Type out all the records word for word. Any pictures are to be left out.

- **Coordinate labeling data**
-*-*-
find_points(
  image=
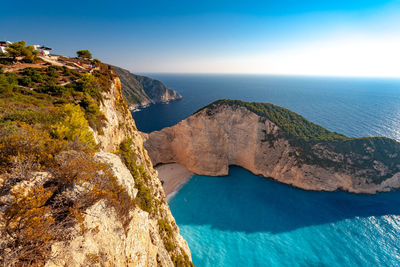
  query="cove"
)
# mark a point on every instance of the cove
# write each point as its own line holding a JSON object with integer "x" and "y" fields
{"x": 245, "y": 220}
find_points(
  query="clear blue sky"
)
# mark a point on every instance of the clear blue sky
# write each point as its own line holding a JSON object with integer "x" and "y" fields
{"x": 281, "y": 36}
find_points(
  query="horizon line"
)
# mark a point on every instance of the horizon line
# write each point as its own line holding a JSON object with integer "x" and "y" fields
{"x": 272, "y": 74}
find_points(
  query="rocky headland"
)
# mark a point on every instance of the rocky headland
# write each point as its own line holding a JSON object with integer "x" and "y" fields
{"x": 141, "y": 91}
{"x": 77, "y": 187}
{"x": 276, "y": 143}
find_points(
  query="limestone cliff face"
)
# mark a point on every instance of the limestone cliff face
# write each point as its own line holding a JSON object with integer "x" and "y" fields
{"x": 106, "y": 241}
{"x": 141, "y": 91}
{"x": 216, "y": 137}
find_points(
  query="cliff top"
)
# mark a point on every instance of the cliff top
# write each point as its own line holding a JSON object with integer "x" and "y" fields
{"x": 363, "y": 152}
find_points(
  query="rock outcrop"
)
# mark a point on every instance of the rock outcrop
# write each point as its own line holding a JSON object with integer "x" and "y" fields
{"x": 140, "y": 91}
{"x": 252, "y": 136}
{"x": 107, "y": 240}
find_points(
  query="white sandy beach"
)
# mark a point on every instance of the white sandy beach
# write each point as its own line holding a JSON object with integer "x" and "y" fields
{"x": 173, "y": 175}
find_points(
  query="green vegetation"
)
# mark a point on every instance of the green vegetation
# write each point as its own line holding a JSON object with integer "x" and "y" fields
{"x": 45, "y": 115}
{"x": 20, "y": 49}
{"x": 291, "y": 123}
{"x": 353, "y": 154}
{"x": 84, "y": 54}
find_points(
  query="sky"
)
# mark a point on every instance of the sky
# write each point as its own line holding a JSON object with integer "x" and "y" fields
{"x": 328, "y": 38}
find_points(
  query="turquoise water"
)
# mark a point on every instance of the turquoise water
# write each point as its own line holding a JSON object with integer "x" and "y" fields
{"x": 245, "y": 220}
-*-*-
- **COMPLETE ANSWER**
find_points(
  image=
  query="cove"
)
# mark a point on every instance of the cove
# write each point as its own line holding a JSON object with integer "x" and "y" fields
{"x": 245, "y": 220}
find_points(
  query="clear blue sky"
)
# mark a point on every instance of the clear blue sky
# write each point as its own line holding a JSON object with integer "x" and "y" fields
{"x": 281, "y": 36}
find_points(
  query="horizon line"
)
# mark a point on every instance of the horizon line
# write each point as its own line holding a JSON object with integer "x" and "y" fields
{"x": 272, "y": 74}
find_points(
  query="rocky headland"
)
# mark a point on every instance of the rocky headland
# write each point as its own line holding a JSON object with integer "x" and "y" fields
{"x": 141, "y": 91}
{"x": 77, "y": 187}
{"x": 276, "y": 143}
find_points(
  query="limestone cliff face"
)
# mark a point on every instance of the limestone cliff face
# write each point as its own line holding a JSON object with integer "x" and "y" fields
{"x": 106, "y": 241}
{"x": 141, "y": 91}
{"x": 216, "y": 137}
find_points(
  query="cliff top"
)
# mark a point on every instance of the cliff top
# write each point as its own line holding a JSON object with integer "x" and "y" fields
{"x": 363, "y": 152}
find_points(
  query="rock outcrop"
)
# mark a point on every instance of the rock outcrop
# write each point as its own line holding a JSON object with integer "x" and "y" fields
{"x": 140, "y": 91}
{"x": 252, "y": 136}
{"x": 107, "y": 240}
find_points(
  query="white sandy beach"
)
# mark a point on every instance of the white sandy beach
# write each point as its own line holding a JSON object with integer "x" and "y" fields
{"x": 173, "y": 175}
find_points(
  query="green vegetation"
)
# mark a point on every instance of the green vegetation
# write each point as its own line holding a JSON object with integer "x" and "y" fields
{"x": 45, "y": 115}
{"x": 20, "y": 49}
{"x": 291, "y": 123}
{"x": 353, "y": 154}
{"x": 84, "y": 54}
find_points(
  query="sky"
)
# mark a point on every instance of the sky
# write each point as its own line holding a JSON object with integer "x" and "y" fields
{"x": 328, "y": 38}
find_points(
  query="turquoise water"
)
# mark a point on every instance of the turquoise water
# write each point as its own line holding a JSON object with integer "x" and "y" fields
{"x": 245, "y": 220}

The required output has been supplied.